Task :: Render the material below as a JSON array of strings, with one string per line and blank lines omitted.

Supplied material ::
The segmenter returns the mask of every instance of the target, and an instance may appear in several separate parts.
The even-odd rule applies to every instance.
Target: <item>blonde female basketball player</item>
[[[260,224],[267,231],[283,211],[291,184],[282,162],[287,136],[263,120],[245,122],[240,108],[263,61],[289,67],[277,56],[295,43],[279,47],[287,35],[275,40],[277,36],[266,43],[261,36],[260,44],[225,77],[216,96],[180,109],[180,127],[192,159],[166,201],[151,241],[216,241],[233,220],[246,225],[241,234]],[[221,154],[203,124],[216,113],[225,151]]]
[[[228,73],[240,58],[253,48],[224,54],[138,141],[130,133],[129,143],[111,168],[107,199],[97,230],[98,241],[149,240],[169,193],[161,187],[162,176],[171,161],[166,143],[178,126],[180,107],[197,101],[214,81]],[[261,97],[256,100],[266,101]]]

Task response ::
[
  "The segmenter returns the mask of every instance of the target, and an instance may appear in several separate parts.",
  "The even-odd rule applies to every instance.",
  "Target: <item>blonde female basketball player</item>",
  "[[[260,224],[267,231],[283,211],[291,184],[282,162],[287,136],[263,120],[245,122],[240,108],[263,61],[289,67],[277,56],[295,43],[279,47],[287,35],[275,40],[277,36],[266,43],[261,36],[260,44],[225,77],[216,96],[180,109],[180,127],[192,159],[166,201],[151,241],[216,241],[233,220],[246,225],[241,234]],[[221,154],[203,124],[216,113],[225,151]]]",
  "[[[228,73],[240,58],[253,48],[224,54],[138,141],[130,133],[129,143],[111,168],[107,199],[97,230],[98,241],[149,240],[169,193],[161,187],[162,176],[171,161],[166,143],[178,126],[180,107],[197,101],[214,81]],[[261,97],[256,100],[266,101]]]"
]